==== Entries ====
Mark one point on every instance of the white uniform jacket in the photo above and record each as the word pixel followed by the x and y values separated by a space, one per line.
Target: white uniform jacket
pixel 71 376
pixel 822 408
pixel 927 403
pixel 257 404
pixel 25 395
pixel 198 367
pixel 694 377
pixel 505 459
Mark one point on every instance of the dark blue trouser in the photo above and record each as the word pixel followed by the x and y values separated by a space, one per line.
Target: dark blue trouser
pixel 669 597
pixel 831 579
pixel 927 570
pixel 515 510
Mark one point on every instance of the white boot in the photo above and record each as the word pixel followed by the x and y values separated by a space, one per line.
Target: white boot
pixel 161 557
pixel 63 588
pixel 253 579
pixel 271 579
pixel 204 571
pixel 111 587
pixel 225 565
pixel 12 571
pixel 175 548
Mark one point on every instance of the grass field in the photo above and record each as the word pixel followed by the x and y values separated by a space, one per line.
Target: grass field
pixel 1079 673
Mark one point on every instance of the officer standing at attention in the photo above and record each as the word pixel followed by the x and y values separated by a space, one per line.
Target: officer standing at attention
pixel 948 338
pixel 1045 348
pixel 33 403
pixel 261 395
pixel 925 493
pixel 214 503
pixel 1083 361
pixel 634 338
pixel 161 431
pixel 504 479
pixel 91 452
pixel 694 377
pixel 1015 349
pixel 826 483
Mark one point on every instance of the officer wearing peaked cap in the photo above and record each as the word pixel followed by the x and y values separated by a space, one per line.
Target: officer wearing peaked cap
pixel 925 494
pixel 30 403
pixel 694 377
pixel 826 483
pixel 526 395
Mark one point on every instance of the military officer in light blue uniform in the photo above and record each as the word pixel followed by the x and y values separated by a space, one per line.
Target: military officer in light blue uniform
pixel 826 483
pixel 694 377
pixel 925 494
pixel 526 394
====
_Task goal_. Format the lines above as a numbered list, omitting any blank lines.

_Response for this exercise_.
1. Mark one point on every instance of the white uniform jacket in the photo above and record each as the word pixel followed by the x and y values separated by a space, one per line.
2. Target: white uniform jacket
3. pixel 71 376
4. pixel 822 408
5. pixel 927 403
6. pixel 257 404
7. pixel 25 395
8. pixel 198 367
9. pixel 694 377
10. pixel 505 459
11. Mark one point on every instance of the dark blue trouser in the photo above and record each as the word pixel followed by the x and y values separated by a space, one per line.
12. Target: dark blue trouser
13. pixel 669 597
14. pixel 831 579
15. pixel 927 570
16. pixel 515 510
17. Mark one point on every instance of the white boot in the photo above and record each as the word pixel followed by the x and y values separated by a space, one per line.
18. Target: white boot
19. pixel 161 557
20. pixel 63 588
21. pixel 253 579
22. pixel 271 579
23. pixel 204 571
24. pixel 111 587
25. pixel 225 565
26. pixel 12 571
27. pixel 175 548
28. Mark one point on every instance of the grass field in the photo above and record each as the word pixel followed by the x and y values separated by a space, one per line.
29. Target: grass field
30. pixel 1079 673
31. Mark one point on every instance of the officer standing at attention in the photo above and record each as the word pixel followed by the x and y values separated by a space, one per line.
32. Target: officer standing at attention
33. pixel 948 338
34. pixel 1045 348
35. pixel 33 403
36. pixel 261 395
37. pixel 925 493
38. pixel 214 503
39. pixel 1083 361
40. pixel 634 338
41. pixel 161 431
42. pixel 504 479
43. pixel 91 452
44. pixel 694 377
45. pixel 1015 349
46. pixel 826 483
47. Mark one point on every instance of the officer wearing peaked cap in the photo above and record each as the word pixel followed by the x and y values separated by a space, one per line.
48. Target: officer wearing peaked cap
49. pixel 925 494
50. pixel 30 403
51. pixel 694 377
52. pixel 826 483
53. pixel 526 395
54. Mark one point on every instance of the military officer in light blue uniform in the photo above and record each as the word pixel followed by the x and y values separated by a space, one per line.
55. Target: military officer in light blue uniform
56. pixel 826 483
57. pixel 694 377
58. pixel 925 494
59. pixel 526 394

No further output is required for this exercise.